What to do: Copy the entries below word for word, beginning at the line that contains "Reviewer note: confirm that every instance of the crispy" and continuing through the line that contains "<point>459,213</point>".

Material to process:

============================================================

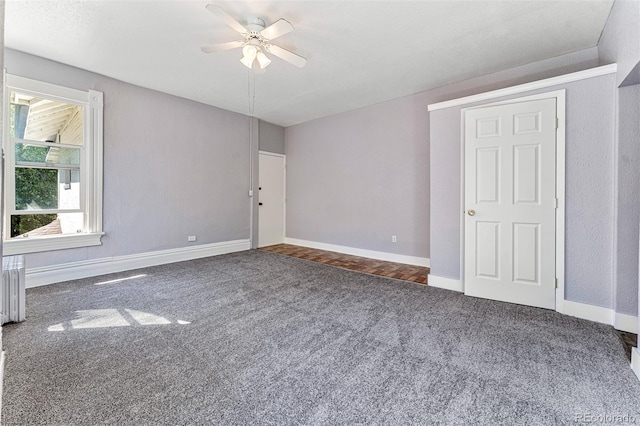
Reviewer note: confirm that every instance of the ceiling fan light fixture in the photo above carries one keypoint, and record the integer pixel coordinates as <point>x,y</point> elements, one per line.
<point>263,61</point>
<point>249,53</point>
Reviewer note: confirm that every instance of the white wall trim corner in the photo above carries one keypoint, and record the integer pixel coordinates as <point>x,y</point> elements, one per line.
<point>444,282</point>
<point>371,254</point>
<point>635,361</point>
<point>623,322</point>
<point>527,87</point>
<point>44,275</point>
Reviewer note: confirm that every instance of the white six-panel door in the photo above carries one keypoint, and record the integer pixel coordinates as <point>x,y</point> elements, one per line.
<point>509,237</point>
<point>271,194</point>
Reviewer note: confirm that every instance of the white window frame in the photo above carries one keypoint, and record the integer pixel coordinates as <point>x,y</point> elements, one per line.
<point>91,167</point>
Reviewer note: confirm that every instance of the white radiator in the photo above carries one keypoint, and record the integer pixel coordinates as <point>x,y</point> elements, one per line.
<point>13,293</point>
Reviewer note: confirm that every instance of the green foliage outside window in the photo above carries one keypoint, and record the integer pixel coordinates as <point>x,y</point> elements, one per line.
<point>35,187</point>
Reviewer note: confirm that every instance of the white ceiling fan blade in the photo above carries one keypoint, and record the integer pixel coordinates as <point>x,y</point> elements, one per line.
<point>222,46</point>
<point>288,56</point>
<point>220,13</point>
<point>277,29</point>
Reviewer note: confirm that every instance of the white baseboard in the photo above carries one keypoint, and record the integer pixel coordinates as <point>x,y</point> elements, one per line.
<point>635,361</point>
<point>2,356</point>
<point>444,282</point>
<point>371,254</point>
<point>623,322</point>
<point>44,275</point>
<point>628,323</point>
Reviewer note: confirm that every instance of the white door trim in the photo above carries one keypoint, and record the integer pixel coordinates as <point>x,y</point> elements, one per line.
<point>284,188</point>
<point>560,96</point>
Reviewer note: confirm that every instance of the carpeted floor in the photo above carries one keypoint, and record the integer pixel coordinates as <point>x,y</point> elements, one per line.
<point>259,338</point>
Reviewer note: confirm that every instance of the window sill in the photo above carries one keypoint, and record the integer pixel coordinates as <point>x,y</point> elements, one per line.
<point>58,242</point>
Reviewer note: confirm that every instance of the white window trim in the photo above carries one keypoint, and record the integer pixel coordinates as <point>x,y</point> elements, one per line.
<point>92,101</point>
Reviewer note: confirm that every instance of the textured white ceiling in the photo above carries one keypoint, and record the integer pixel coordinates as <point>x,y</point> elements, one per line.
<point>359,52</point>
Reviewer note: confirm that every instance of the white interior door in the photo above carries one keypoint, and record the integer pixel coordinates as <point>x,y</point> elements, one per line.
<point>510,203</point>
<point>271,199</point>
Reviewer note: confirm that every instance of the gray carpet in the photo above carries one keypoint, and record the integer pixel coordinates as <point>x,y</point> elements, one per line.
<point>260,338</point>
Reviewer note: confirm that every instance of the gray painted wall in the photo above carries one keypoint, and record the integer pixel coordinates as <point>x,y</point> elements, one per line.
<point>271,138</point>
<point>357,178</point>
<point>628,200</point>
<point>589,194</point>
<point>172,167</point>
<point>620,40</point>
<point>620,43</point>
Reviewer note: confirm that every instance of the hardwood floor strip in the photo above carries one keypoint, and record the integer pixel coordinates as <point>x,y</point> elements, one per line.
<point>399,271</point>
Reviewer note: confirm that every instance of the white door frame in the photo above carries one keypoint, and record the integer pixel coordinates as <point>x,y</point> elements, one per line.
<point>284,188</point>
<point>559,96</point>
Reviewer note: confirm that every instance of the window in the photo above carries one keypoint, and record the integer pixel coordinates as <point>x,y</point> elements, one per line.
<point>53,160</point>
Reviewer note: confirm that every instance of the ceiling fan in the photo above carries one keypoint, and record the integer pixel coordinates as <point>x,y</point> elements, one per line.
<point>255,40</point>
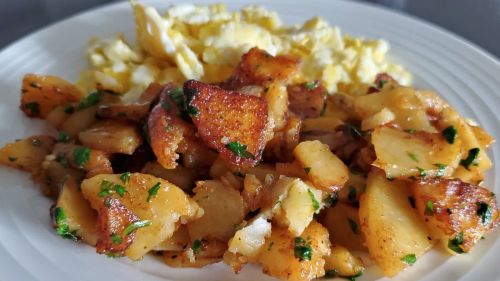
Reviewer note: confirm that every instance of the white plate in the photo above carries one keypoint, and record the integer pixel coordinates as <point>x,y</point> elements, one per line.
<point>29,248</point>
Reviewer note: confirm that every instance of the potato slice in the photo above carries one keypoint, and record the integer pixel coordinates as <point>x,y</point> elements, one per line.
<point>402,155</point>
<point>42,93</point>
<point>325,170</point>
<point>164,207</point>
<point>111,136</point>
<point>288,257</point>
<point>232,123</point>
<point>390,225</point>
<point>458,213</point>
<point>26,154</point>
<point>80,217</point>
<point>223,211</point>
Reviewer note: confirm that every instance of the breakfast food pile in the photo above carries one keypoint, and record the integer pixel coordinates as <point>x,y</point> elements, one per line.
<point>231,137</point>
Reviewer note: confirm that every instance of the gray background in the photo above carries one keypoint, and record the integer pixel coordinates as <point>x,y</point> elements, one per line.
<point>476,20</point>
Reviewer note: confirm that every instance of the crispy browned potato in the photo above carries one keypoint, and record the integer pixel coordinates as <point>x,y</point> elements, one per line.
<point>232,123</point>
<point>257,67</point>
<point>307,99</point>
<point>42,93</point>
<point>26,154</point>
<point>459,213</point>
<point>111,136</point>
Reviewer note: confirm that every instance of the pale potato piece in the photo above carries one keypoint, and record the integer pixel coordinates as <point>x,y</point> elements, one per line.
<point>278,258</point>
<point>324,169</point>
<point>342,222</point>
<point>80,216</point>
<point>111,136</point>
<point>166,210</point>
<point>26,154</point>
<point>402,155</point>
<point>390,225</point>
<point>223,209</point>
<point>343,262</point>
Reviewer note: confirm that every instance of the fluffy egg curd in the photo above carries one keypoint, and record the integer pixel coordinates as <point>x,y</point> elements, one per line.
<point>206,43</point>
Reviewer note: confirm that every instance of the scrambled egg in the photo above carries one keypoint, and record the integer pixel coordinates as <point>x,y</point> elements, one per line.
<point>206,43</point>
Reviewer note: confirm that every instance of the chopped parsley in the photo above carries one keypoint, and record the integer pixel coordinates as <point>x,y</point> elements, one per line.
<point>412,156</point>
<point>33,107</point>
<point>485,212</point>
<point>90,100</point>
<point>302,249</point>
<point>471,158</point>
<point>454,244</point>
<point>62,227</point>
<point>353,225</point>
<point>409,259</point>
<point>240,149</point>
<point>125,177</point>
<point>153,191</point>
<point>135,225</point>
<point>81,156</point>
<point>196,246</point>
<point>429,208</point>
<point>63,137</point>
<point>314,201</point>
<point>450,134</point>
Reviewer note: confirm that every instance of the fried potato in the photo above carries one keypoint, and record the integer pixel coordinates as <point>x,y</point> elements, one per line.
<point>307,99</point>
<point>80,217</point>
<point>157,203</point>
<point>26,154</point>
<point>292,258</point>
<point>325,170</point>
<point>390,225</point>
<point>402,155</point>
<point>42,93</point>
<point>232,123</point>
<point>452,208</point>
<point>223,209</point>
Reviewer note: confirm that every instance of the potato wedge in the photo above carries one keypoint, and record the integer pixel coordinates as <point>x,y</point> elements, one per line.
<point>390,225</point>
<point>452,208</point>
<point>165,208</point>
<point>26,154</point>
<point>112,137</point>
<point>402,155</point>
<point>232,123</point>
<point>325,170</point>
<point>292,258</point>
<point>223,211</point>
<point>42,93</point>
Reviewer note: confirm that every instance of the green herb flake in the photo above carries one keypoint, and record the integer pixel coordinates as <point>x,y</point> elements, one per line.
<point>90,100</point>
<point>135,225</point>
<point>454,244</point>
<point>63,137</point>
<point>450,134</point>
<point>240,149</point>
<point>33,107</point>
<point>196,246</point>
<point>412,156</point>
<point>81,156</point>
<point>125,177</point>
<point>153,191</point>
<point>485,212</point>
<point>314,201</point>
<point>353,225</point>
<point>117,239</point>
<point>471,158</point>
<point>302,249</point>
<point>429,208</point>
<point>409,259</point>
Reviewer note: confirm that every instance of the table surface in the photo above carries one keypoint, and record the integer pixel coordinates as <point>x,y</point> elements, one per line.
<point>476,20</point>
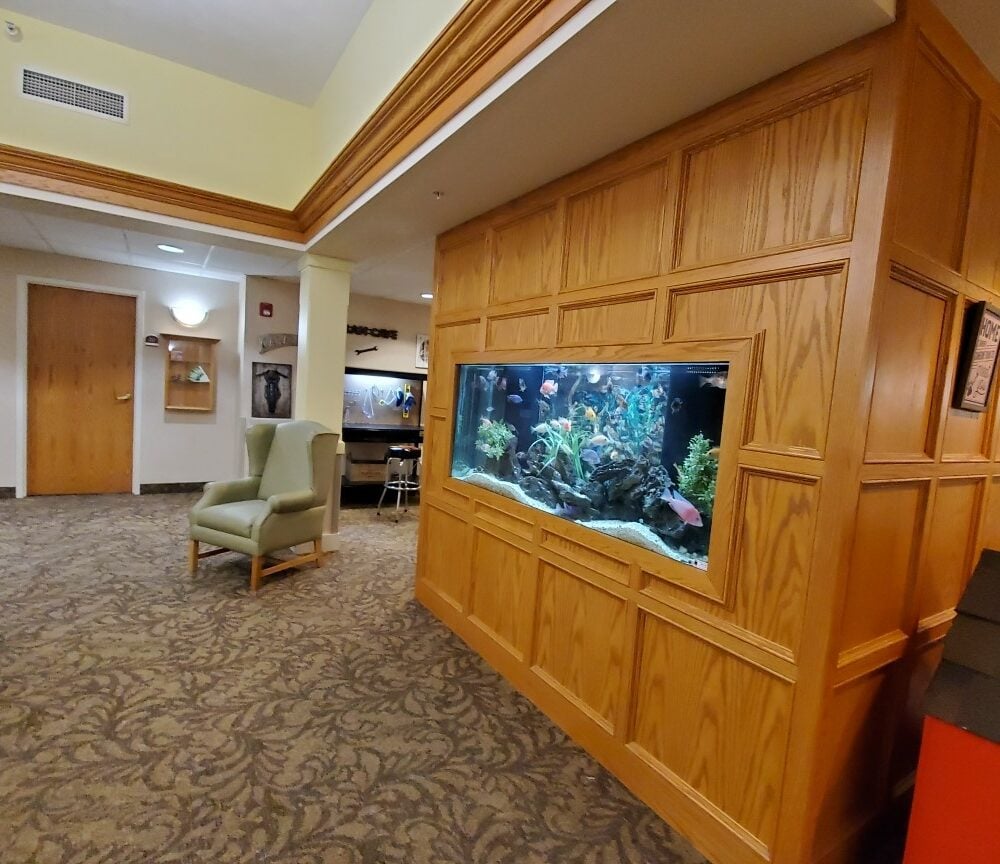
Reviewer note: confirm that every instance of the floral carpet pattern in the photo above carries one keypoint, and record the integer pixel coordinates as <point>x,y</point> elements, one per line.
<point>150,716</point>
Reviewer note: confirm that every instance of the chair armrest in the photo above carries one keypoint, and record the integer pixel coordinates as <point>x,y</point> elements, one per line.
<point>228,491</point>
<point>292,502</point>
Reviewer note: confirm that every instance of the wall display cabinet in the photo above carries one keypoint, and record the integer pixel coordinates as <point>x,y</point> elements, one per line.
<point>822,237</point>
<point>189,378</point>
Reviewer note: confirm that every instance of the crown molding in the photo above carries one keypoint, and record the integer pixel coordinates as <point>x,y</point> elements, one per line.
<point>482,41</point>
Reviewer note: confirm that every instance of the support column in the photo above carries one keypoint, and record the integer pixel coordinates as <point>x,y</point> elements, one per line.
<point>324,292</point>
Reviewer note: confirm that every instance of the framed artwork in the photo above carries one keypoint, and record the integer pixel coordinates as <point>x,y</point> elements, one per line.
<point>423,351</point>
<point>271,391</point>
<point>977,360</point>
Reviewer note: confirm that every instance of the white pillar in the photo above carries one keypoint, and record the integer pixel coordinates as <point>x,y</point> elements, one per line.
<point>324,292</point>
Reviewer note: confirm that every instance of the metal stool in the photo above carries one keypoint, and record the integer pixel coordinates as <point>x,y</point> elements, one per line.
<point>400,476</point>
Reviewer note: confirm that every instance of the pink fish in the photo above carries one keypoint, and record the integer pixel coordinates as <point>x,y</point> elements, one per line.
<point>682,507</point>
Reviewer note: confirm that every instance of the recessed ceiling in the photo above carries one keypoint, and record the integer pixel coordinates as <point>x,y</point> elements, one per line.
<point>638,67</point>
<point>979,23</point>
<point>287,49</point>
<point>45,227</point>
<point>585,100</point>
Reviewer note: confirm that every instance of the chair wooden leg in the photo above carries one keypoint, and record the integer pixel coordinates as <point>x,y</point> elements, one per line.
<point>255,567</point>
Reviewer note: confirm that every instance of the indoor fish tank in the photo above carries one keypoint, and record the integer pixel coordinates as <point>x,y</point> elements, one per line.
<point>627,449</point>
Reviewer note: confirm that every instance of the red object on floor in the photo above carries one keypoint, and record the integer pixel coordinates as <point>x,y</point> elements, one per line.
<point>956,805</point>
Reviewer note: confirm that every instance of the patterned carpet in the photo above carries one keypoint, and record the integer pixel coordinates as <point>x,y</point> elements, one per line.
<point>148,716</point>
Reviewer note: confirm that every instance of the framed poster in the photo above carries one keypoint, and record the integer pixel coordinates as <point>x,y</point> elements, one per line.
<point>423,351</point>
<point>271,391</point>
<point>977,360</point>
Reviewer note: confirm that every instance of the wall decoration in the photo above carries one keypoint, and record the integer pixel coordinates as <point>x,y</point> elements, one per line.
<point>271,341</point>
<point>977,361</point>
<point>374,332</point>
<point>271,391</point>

============================================================

Reply to the exercise:
Reviewer note: confirm that every instance of the crispy browned potato in the photo above carries one keypoint, and record the integer pixel coordinates as <point>x,y</point> elements, one per line.
<point>232,123</point>
<point>257,67</point>
<point>307,99</point>
<point>42,93</point>
<point>26,154</point>
<point>459,213</point>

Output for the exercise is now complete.